▶ **Work to be completed**
Using the data below, show every line where the word "outline" occurs.
- Opening Delimiter -
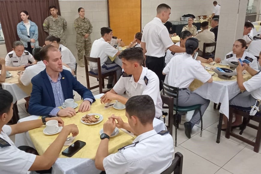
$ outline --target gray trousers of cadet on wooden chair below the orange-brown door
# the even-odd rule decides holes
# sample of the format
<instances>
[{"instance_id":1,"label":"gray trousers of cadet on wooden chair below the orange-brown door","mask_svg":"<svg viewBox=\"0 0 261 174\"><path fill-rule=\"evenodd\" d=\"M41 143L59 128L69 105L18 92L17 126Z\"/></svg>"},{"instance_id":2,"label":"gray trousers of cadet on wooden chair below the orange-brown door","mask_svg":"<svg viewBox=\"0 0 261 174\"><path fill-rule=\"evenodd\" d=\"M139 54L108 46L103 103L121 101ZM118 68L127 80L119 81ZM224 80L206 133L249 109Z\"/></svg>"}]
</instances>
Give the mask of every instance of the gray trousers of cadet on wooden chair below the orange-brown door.
<instances>
[{"instance_id":1,"label":"gray trousers of cadet on wooden chair below the orange-brown door","mask_svg":"<svg viewBox=\"0 0 261 174\"><path fill-rule=\"evenodd\" d=\"M108 72L111 72L111 71L116 71L116 74L117 74L116 82L117 82L119 80L120 76L121 76L122 68L115 63L102 65L102 67L101 67L101 73L102 74L108 73ZM91 72L98 74L98 69L96 69L96 70L91 69ZM113 76L109 76L108 84L109 85L110 84L115 85L114 81L113 81Z\"/></svg>"}]
</instances>

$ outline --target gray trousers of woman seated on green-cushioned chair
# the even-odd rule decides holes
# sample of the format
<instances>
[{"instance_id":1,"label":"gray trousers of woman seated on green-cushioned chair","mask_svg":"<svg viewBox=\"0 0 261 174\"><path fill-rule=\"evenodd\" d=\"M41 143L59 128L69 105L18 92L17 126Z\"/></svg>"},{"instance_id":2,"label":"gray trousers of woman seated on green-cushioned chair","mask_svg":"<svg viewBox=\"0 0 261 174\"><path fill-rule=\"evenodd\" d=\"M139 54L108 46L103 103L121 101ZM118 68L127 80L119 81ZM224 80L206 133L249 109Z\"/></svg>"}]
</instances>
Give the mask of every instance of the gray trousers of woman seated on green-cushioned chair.
<instances>
[{"instance_id":1,"label":"gray trousers of woman seated on green-cushioned chair","mask_svg":"<svg viewBox=\"0 0 261 174\"><path fill-rule=\"evenodd\" d=\"M205 113L205 110L207 109L208 105L210 103L210 100L207 100L205 98L202 98L200 95L193 94L189 90L183 90L179 91L179 98L178 98L178 106L180 107L187 107L187 106L193 106L196 104L201 104L201 113L202 116ZM176 100L174 100L174 104L176 105ZM199 110L195 110L192 118L190 119L190 122L192 124L198 125L200 122L200 114Z\"/></svg>"}]
</instances>

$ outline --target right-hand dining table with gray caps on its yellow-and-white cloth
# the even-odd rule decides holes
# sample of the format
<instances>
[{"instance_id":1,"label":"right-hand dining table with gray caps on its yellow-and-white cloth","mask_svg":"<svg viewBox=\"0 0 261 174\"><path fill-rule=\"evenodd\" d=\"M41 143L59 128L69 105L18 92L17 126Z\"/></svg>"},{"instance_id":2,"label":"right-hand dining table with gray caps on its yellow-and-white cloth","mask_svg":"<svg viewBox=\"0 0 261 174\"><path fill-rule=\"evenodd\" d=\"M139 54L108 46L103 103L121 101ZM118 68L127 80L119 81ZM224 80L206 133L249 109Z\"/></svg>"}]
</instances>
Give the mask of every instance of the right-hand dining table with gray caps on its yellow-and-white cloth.
<instances>
[{"instance_id":1,"label":"right-hand dining table with gray caps on its yellow-and-white cloth","mask_svg":"<svg viewBox=\"0 0 261 174\"><path fill-rule=\"evenodd\" d=\"M227 118L229 117L229 100L235 97L237 94L241 92L237 84L237 77L232 76L230 79L221 79L218 77L216 73L212 70L211 67L221 67L230 69L229 65L221 65L221 63L211 62L211 63L202 63L207 71L213 75L212 83L202 83L201 81L195 79L189 86L190 91L193 93L200 95L202 98L213 101L214 103L221 103L219 109L219 128L217 132L217 140L216 142L220 142L220 134L221 134L221 125L223 115ZM247 81L252 76L246 71L243 71L244 81Z\"/></svg>"}]
</instances>

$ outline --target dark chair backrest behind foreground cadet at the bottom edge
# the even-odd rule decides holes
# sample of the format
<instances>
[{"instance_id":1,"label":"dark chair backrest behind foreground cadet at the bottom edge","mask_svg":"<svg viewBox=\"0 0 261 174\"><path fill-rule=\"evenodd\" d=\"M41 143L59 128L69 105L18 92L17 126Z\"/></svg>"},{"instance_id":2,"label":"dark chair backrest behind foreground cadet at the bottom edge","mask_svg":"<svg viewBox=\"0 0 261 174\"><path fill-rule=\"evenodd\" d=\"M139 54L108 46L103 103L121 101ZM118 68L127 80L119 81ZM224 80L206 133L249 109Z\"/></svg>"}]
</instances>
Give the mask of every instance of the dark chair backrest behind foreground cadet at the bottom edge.
<instances>
[{"instance_id":1,"label":"dark chair backrest behind foreground cadet at the bottom edge","mask_svg":"<svg viewBox=\"0 0 261 174\"><path fill-rule=\"evenodd\" d=\"M175 153L175 158L172 160L172 164L161 174L182 174L183 155L180 152Z\"/></svg>"}]
</instances>

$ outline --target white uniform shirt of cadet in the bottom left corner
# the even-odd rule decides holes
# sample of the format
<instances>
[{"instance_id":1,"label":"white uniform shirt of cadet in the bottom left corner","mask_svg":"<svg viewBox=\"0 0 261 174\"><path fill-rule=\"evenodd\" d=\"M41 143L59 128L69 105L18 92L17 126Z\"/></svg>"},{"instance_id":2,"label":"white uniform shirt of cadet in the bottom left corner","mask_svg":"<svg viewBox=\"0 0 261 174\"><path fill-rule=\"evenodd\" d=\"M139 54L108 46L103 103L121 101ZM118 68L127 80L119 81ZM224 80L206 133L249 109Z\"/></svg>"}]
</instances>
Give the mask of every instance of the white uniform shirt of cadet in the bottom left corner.
<instances>
[{"instance_id":1,"label":"white uniform shirt of cadet in the bottom left corner","mask_svg":"<svg viewBox=\"0 0 261 174\"><path fill-rule=\"evenodd\" d=\"M0 134L0 138L11 145L0 147L0 173L25 174L34 163L36 155L17 149L13 141L8 137L11 132L11 127L4 125Z\"/></svg>"}]
</instances>

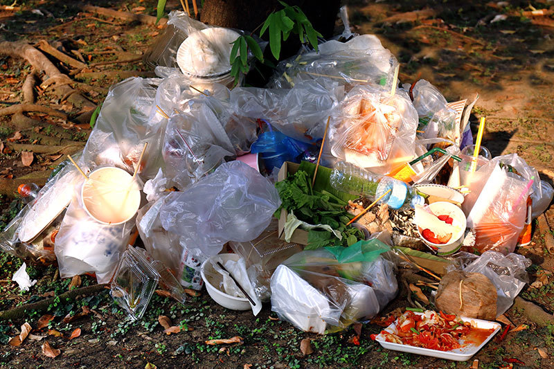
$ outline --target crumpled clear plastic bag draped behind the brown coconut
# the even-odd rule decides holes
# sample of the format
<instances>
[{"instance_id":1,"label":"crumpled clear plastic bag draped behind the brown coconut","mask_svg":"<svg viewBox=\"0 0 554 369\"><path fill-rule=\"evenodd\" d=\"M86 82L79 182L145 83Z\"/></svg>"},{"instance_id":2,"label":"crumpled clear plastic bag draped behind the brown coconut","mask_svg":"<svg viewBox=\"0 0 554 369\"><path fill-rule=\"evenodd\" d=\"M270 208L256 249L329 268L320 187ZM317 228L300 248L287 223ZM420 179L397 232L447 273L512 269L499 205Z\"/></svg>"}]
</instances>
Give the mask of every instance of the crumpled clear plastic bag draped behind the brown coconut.
<instances>
[{"instance_id":1,"label":"crumpled clear plastic bag draped behind the brown coconut","mask_svg":"<svg viewBox=\"0 0 554 369\"><path fill-rule=\"evenodd\" d=\"M523 255L509 253L502 255L496 251L486 251L481 256L472 253L459 253L446 271L481 273L497 289L497 317L508 310L525 284L529 282L526 269L531 261Z\"/></svg>"}]
</instances>

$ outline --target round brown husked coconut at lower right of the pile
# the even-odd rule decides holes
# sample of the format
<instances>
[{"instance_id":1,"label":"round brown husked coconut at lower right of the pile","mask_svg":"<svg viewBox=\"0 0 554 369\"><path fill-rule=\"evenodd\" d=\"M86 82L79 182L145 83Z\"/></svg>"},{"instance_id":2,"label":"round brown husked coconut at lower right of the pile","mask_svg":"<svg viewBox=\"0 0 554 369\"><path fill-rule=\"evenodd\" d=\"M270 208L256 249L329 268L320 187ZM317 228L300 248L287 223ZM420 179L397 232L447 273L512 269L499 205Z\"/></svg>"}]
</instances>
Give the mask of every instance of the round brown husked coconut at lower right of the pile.
<instances>
[{"instance_id":1,"label":"round brown husked coconut at lower right of the pile","mask_svg":"<svg viewBox=\"0 0 554 369\"><path fill-rule=\"evenodd\" d=\"M435 305L446 314L494 320L497 317L497 289L481 273L450 271L440 280Z\"/></svg>"}]
</instances>

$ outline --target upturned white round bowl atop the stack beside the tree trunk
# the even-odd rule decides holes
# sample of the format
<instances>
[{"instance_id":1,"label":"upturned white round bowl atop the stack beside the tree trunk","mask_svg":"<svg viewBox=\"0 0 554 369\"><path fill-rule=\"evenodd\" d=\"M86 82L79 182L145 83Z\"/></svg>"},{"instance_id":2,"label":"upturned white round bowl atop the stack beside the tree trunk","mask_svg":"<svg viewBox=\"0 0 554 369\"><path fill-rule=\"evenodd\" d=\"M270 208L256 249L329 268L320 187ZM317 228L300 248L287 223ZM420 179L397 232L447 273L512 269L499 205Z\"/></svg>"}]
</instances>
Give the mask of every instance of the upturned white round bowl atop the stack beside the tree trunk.
<instances>
[{"instance_id":1,"label":"upturned white round bowl atop the stack beside the tree trunk","mask_svg":"<svg viewBox=\"0 0 554 369\"><path fill-rule=\"evenodd\" d=\"M229 28L205 28L191 33L177 50L177 64L185 75L216 78L231 71L232 43L240 36Z\"/></svg>"}]
</instances>

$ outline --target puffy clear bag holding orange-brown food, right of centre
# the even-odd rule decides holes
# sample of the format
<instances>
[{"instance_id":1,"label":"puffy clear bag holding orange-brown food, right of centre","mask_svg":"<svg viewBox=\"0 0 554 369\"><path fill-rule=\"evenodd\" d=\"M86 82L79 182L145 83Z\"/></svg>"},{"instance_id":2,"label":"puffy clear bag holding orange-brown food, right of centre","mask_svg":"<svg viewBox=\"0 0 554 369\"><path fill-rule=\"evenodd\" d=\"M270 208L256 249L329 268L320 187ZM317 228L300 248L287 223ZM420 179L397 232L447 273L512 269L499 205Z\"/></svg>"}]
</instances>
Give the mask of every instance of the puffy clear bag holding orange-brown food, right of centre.
<instances>
[{"instance_id":1,"label":"puffy clear bag holding orange-brown food, right of centre","mask_svg":"<svg viewBox=\"0 0 554 369\"><path fill-rule=\"evenodd\" d=\"M332 137L337 158L377 174L410 161L415 156L418 115L402 91L359 86L342 102L342 118Z\"/></svg>"}]
</instances>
- Closing Delimiter -
▶ **Result of the exercise**
$ outline --target gray trousers of cadet on wooden chair below the orange-brown door
$ outline --target gray trousers of woman seated on green-cushioned chair
$ outline --target right-hand dining table with gray caps on its yellow-and-white cloth
$ outline --target dark chair backrest behind foreground cadet at the bottom edge
$ outline --target white uniform shirt of cadet in the bottom left corner
$ outline --target crumpled clear plastic bag draped behind the brown coconut
$ outline --target round brown husked coconut at lower right of the pile
$ outline --target upturned white round bowl atop the stack beside the tree trunk
$ outline --target puffy clear bag holding orange-brown food, right of centre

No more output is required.